Entries shown =>

========================================================================

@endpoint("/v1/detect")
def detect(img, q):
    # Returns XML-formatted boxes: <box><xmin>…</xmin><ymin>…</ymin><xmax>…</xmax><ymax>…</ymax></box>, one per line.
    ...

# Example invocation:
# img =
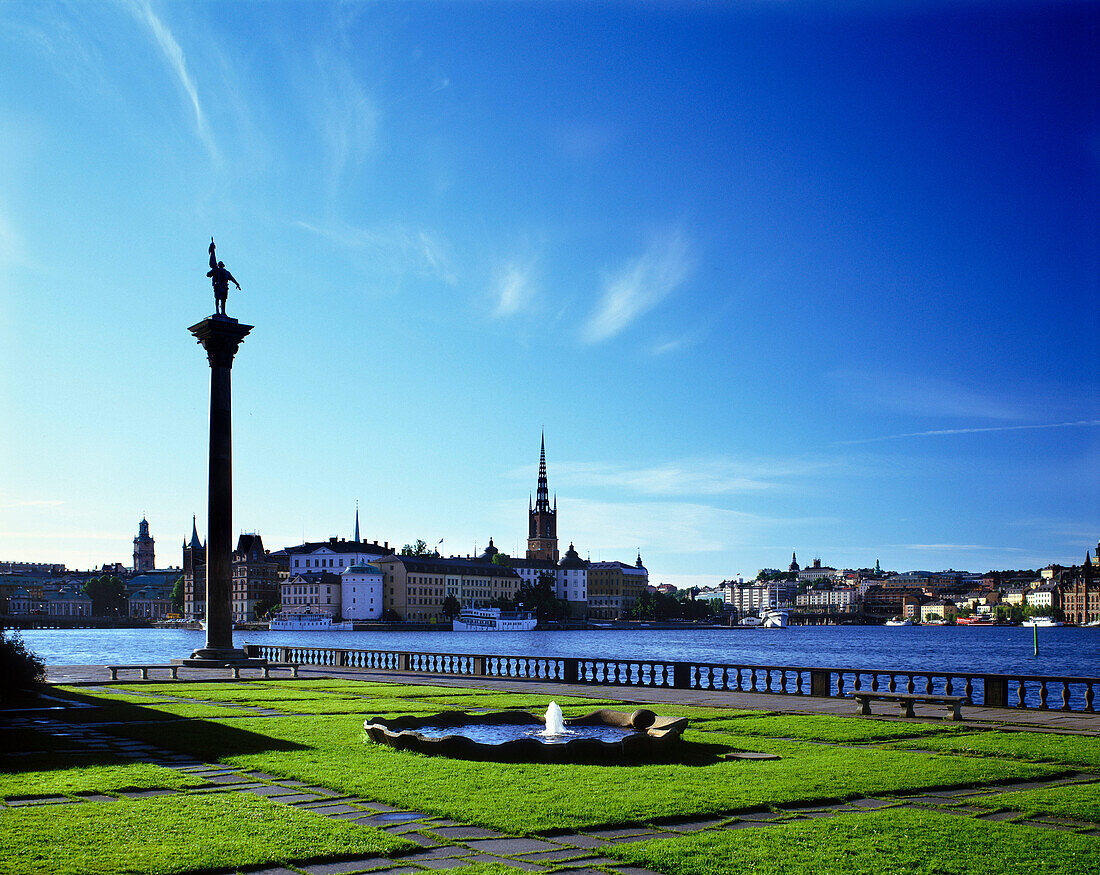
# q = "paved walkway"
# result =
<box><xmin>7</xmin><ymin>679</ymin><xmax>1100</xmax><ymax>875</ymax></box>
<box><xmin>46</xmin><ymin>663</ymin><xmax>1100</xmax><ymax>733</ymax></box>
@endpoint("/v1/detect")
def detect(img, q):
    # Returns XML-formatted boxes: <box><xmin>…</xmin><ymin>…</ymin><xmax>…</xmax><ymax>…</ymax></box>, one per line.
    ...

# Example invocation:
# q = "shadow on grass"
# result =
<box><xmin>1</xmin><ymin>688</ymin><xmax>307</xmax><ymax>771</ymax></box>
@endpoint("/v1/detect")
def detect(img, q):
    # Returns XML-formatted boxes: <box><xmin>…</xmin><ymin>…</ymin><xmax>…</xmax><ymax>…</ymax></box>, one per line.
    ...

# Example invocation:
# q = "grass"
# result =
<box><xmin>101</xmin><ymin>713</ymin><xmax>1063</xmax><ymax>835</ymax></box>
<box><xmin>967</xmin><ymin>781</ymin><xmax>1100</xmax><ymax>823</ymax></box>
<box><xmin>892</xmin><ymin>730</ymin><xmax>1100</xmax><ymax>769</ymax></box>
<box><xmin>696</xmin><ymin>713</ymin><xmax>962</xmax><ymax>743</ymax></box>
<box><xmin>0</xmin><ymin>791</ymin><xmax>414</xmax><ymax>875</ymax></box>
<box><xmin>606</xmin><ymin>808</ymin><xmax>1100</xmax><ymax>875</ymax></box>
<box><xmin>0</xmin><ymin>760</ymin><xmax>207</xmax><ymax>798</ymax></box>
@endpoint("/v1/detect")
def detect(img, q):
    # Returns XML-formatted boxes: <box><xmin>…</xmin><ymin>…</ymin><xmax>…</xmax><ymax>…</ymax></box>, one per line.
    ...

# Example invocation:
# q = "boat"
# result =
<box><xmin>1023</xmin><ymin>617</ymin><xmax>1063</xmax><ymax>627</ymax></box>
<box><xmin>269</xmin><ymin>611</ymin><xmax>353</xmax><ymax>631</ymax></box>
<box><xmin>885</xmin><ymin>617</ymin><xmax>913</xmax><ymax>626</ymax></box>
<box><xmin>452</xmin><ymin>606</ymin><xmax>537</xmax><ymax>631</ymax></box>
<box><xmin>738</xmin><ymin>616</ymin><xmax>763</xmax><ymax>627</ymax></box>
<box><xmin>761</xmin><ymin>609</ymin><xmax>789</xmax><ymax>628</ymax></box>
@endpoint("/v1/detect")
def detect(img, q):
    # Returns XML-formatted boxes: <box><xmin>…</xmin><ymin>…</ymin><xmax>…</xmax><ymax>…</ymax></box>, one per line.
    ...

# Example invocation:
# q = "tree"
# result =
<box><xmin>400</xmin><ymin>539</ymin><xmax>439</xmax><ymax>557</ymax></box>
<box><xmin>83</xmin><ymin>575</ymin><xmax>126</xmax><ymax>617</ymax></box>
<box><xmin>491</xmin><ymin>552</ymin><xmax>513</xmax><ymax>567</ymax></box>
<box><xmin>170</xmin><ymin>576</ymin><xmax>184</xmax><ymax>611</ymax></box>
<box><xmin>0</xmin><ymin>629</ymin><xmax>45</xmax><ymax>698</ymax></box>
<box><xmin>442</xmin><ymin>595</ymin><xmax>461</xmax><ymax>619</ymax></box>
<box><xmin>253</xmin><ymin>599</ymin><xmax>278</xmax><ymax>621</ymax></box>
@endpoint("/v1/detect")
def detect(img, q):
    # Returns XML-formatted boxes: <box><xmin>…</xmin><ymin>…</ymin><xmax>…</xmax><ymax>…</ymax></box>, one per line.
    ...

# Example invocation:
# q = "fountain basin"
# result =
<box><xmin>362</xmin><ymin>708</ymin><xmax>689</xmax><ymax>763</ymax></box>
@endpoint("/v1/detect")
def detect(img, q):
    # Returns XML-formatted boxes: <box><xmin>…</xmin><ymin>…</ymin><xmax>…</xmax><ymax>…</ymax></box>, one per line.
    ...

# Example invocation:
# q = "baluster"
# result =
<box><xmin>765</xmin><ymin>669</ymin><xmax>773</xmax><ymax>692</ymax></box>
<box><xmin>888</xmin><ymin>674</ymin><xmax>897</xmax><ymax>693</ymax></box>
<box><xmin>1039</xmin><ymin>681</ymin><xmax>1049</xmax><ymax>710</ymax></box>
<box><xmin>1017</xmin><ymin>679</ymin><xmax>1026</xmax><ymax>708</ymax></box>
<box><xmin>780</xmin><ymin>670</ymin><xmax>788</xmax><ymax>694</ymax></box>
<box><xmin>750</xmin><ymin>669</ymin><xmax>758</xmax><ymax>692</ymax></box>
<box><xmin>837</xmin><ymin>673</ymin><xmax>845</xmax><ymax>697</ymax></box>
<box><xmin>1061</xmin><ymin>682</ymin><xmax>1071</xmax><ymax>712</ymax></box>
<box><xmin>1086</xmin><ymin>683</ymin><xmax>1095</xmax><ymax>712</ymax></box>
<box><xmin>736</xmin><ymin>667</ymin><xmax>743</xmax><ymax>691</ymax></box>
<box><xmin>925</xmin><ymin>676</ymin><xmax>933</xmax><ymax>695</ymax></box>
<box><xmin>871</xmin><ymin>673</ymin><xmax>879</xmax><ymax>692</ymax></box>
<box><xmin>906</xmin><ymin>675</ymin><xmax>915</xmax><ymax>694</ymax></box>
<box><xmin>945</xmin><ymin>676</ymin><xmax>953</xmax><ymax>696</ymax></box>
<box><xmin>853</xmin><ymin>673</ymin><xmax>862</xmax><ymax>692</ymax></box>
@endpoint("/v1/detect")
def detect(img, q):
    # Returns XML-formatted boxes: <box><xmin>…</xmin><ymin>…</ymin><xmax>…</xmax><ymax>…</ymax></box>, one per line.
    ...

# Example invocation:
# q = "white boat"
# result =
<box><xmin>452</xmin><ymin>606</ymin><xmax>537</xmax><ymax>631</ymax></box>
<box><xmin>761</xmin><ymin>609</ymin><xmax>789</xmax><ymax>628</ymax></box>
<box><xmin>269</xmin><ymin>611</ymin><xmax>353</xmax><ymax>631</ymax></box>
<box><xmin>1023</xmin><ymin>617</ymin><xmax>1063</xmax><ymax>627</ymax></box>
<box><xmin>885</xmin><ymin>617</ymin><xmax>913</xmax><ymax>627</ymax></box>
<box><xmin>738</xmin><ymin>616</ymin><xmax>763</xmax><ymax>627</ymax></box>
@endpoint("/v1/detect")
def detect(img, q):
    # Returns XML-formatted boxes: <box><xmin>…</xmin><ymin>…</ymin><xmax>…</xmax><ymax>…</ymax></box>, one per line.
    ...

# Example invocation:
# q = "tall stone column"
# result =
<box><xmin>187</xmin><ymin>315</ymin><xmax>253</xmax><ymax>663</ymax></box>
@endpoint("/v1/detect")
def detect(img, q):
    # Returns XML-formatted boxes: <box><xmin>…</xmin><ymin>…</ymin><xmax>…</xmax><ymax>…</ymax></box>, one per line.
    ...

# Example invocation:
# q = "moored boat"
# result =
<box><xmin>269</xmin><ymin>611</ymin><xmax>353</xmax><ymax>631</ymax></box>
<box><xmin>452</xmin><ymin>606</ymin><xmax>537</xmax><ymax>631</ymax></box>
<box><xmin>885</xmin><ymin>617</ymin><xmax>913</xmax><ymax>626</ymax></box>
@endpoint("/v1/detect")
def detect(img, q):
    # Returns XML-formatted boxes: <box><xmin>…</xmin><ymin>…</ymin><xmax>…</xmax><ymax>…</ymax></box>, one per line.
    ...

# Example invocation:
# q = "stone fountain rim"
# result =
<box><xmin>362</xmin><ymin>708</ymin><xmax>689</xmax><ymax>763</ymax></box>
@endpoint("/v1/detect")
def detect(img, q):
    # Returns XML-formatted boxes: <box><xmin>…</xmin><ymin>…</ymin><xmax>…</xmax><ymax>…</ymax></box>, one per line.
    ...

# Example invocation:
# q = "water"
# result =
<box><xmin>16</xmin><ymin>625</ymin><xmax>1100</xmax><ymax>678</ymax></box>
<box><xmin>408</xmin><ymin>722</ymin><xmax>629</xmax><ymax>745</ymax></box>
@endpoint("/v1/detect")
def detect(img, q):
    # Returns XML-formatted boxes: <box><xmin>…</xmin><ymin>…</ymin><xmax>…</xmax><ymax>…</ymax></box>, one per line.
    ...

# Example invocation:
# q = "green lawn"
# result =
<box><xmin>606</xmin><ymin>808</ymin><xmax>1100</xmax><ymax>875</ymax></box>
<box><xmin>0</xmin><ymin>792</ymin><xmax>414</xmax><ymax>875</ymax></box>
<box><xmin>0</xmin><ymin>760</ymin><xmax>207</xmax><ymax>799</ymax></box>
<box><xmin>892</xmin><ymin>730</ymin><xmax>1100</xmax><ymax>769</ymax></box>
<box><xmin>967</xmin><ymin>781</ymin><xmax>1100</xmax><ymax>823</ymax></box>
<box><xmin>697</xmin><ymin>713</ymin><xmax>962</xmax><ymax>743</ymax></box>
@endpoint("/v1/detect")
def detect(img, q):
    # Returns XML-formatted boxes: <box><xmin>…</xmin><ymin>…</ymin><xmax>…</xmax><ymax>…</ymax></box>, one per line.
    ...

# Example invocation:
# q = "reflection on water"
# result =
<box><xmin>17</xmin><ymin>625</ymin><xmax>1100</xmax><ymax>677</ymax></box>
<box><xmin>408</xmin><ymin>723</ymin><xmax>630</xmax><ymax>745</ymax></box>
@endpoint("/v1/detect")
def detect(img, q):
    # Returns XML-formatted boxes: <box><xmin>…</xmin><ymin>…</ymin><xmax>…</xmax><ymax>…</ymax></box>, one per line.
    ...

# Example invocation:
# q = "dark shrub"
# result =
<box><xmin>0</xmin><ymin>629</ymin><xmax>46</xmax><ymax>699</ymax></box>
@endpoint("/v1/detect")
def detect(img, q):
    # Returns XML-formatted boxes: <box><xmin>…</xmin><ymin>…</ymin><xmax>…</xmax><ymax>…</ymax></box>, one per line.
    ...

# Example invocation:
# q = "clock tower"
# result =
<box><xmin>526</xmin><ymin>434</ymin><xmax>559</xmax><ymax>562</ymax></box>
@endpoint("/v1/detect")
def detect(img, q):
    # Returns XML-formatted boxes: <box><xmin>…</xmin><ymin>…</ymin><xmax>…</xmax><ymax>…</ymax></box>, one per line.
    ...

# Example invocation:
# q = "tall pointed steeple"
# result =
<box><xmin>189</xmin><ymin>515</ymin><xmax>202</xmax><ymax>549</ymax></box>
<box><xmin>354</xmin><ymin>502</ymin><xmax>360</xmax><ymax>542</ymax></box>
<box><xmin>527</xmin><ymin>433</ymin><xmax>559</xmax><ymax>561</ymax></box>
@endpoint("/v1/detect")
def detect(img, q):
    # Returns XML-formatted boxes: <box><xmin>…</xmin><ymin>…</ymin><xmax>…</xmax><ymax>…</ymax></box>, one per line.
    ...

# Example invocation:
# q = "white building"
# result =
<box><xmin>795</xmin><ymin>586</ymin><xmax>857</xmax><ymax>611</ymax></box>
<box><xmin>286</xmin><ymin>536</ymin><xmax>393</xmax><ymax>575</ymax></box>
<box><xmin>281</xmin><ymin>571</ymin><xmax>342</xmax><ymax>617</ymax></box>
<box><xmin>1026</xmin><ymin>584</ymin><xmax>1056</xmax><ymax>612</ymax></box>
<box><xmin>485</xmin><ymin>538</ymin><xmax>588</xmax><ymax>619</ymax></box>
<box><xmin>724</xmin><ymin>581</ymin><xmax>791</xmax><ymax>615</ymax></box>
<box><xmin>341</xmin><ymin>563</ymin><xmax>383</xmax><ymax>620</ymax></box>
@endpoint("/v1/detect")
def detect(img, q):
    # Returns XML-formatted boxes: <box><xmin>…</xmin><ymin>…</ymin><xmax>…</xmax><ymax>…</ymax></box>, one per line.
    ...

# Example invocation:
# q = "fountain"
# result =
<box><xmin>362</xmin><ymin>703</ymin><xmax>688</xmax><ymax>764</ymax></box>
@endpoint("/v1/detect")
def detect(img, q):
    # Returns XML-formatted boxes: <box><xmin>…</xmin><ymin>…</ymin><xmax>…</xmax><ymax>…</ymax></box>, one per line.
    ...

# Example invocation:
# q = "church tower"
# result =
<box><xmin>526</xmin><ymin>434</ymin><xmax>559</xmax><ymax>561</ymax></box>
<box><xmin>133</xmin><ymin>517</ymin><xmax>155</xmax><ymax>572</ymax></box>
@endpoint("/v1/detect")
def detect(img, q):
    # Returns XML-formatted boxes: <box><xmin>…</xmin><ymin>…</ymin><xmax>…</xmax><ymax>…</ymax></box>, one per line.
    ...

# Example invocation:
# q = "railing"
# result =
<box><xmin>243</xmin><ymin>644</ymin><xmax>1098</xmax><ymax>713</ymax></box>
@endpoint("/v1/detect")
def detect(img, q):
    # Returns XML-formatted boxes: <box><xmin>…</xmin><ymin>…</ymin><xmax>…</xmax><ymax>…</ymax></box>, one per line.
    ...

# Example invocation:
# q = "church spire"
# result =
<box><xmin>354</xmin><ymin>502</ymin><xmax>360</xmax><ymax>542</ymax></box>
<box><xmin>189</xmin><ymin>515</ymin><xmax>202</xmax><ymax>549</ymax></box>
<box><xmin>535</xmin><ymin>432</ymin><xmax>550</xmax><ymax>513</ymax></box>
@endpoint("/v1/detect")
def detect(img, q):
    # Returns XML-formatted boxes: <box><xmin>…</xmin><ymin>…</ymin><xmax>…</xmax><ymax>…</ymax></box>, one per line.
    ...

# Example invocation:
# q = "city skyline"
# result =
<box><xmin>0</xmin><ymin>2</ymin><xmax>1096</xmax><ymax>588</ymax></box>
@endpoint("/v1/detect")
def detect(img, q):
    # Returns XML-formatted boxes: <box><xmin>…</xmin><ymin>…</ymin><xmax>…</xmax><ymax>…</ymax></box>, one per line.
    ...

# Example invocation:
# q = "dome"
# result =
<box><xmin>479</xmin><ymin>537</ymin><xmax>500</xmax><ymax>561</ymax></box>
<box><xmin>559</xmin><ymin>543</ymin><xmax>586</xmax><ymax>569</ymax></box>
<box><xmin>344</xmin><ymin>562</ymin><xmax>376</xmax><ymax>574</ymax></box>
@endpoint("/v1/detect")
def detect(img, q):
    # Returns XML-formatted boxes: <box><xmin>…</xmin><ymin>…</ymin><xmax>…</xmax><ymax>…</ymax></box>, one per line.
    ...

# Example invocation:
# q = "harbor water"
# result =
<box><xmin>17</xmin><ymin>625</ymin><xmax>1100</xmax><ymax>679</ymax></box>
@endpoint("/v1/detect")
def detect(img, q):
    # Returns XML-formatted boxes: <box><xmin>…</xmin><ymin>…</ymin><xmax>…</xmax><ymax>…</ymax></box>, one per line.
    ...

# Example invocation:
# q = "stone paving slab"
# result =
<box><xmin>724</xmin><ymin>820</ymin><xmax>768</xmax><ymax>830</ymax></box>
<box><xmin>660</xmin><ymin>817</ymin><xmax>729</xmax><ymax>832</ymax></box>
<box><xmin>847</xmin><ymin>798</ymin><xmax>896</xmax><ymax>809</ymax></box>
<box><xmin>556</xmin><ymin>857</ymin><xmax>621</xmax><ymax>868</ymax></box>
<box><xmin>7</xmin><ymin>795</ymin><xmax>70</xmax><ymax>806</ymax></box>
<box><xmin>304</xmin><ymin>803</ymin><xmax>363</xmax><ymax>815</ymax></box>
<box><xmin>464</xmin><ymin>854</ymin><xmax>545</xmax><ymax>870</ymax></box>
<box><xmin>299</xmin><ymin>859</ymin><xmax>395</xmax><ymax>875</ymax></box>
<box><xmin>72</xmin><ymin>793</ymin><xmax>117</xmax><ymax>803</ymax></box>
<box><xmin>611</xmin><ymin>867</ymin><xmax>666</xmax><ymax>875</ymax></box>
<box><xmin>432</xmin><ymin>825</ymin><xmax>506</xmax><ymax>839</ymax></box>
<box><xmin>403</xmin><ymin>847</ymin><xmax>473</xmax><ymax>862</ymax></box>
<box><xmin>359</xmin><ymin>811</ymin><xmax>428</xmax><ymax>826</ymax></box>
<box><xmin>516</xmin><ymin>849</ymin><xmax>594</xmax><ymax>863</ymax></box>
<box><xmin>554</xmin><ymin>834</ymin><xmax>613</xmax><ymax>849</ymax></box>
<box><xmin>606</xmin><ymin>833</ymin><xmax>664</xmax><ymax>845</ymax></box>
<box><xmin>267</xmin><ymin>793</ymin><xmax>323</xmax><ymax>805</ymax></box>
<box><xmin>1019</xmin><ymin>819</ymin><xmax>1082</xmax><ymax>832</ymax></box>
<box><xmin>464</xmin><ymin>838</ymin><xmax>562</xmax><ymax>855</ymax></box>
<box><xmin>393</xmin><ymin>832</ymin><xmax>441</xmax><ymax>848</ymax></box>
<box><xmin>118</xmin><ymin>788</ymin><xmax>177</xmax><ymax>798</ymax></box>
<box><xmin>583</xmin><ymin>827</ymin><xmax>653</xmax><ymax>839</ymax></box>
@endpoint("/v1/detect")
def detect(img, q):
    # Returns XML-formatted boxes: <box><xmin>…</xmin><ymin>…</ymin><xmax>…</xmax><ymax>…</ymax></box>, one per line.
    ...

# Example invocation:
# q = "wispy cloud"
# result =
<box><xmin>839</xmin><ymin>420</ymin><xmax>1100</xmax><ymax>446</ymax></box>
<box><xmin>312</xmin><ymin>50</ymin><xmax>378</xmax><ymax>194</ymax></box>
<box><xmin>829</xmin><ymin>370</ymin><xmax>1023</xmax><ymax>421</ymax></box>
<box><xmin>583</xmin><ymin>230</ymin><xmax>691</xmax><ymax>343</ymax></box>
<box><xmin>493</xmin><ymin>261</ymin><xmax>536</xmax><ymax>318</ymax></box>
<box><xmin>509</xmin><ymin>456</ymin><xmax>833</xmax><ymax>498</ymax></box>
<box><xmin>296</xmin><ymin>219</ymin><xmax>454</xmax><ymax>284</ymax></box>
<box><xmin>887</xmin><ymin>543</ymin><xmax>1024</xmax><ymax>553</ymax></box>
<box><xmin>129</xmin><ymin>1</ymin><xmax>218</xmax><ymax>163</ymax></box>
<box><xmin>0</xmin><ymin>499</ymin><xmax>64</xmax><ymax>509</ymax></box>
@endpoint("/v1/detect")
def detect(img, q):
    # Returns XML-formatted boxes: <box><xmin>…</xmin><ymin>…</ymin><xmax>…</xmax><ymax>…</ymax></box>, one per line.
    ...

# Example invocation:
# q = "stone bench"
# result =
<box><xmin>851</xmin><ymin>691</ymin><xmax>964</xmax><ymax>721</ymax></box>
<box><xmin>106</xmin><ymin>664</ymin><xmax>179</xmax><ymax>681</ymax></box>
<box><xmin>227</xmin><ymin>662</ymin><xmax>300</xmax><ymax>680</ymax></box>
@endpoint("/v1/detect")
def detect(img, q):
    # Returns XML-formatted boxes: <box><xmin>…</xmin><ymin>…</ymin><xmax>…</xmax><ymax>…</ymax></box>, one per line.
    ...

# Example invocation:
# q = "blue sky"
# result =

========================================================================

Task to complete => Go through the lines above and count those with "water"; report only the number.

Your response => 3